Material provided -

[Start of section]

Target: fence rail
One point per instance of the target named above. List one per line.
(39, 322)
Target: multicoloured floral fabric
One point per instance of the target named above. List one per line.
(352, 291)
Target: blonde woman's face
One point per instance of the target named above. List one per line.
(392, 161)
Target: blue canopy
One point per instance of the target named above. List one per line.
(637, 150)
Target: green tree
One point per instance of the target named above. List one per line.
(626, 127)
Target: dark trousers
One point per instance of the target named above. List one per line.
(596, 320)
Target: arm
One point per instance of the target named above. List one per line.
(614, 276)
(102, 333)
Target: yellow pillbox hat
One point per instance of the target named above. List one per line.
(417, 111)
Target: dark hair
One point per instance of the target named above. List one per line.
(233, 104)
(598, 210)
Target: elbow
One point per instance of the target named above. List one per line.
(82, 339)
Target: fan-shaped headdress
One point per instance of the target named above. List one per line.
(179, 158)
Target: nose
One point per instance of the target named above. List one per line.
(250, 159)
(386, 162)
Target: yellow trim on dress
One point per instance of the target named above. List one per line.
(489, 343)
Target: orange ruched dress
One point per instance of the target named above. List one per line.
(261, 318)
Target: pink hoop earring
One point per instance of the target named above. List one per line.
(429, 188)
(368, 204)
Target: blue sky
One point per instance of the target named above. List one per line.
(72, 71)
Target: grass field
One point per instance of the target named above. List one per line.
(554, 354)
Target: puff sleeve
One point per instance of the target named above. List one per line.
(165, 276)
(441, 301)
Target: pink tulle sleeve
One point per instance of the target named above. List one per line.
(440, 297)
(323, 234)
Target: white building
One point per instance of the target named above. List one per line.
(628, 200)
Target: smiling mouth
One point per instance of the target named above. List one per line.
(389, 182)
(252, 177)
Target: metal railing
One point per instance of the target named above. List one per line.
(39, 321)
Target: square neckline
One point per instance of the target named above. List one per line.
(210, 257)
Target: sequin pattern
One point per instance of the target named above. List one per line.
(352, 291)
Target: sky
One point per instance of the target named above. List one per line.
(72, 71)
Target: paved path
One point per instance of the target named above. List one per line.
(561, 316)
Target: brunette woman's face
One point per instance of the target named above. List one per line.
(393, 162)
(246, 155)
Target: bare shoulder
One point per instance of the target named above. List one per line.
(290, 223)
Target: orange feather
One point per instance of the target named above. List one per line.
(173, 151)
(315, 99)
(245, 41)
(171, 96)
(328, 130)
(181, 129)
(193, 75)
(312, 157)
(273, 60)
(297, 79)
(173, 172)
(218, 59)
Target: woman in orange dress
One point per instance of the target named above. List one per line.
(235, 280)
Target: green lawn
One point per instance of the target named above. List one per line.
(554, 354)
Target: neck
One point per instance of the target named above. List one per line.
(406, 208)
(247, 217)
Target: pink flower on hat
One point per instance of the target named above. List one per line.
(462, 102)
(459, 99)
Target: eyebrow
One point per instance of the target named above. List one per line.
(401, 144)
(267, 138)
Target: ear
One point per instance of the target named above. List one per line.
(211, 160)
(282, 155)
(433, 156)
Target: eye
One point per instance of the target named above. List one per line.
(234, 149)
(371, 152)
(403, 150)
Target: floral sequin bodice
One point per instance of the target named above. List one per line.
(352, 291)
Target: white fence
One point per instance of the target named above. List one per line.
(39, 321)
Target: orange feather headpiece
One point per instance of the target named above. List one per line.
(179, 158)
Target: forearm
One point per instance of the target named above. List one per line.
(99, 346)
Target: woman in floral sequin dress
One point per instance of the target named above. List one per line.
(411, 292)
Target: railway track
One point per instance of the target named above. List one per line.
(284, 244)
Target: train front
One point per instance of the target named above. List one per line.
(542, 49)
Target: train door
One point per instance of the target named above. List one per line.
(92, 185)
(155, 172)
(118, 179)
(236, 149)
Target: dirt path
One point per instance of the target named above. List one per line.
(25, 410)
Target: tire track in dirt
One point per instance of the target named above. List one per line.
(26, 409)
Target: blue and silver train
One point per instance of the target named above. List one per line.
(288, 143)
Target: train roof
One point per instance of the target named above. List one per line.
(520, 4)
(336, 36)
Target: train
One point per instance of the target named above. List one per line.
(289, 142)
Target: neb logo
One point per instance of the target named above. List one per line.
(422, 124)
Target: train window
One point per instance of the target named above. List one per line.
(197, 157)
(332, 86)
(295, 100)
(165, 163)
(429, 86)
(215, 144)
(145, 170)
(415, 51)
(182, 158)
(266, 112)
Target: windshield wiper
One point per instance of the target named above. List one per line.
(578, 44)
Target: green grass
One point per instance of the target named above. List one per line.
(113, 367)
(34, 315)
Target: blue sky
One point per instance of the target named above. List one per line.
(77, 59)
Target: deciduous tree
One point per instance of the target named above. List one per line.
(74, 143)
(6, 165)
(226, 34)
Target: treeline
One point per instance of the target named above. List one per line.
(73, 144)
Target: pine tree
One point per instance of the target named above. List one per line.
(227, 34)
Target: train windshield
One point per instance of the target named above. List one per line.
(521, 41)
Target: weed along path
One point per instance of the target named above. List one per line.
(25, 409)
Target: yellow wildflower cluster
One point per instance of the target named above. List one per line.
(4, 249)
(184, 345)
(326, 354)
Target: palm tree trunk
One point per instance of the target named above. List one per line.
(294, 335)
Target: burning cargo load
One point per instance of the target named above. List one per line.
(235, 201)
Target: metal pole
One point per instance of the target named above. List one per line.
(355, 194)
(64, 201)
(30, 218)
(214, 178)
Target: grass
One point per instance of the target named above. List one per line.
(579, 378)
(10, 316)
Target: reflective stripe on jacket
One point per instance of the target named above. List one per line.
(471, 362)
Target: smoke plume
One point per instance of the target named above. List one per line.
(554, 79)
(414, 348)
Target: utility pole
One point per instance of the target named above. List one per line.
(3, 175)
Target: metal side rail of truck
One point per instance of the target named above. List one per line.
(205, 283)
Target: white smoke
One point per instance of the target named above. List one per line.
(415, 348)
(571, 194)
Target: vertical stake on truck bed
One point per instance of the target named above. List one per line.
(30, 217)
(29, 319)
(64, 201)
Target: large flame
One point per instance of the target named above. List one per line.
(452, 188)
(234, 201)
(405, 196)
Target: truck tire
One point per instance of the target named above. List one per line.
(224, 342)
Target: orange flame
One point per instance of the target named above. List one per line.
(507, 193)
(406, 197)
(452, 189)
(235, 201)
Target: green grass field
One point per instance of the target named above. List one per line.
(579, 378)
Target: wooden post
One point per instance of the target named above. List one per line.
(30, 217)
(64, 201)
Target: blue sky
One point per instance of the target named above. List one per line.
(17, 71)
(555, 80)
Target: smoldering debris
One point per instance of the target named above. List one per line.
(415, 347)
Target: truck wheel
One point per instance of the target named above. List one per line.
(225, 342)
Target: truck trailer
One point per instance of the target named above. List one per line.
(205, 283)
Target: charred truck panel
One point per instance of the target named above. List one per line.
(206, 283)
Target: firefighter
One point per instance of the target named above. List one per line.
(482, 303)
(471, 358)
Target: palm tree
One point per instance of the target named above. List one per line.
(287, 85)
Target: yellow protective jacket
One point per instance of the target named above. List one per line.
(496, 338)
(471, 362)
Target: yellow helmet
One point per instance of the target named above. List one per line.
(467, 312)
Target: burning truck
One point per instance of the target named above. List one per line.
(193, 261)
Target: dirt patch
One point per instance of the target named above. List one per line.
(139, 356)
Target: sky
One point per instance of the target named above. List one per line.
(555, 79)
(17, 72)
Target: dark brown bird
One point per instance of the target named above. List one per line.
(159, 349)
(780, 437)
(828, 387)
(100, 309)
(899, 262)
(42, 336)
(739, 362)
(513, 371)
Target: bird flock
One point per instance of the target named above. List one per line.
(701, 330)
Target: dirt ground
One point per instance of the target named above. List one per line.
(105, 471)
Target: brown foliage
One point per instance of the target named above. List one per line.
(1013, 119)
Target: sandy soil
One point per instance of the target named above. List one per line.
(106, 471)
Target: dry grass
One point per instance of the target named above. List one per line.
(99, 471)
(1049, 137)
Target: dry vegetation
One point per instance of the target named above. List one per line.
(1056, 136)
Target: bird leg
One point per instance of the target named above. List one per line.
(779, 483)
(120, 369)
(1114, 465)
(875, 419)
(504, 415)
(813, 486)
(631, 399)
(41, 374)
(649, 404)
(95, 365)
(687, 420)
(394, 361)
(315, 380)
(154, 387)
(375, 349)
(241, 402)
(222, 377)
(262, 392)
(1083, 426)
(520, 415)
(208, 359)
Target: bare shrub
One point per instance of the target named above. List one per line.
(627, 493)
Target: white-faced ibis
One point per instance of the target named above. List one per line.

[End of section]

Task brief - The required output is each line of the entries that contains the word "woman".

Solved problem -
Target: blonde woman's face
Target: brunette woman's face
Target: woman in orange dress
Target: woman in floral sequin dress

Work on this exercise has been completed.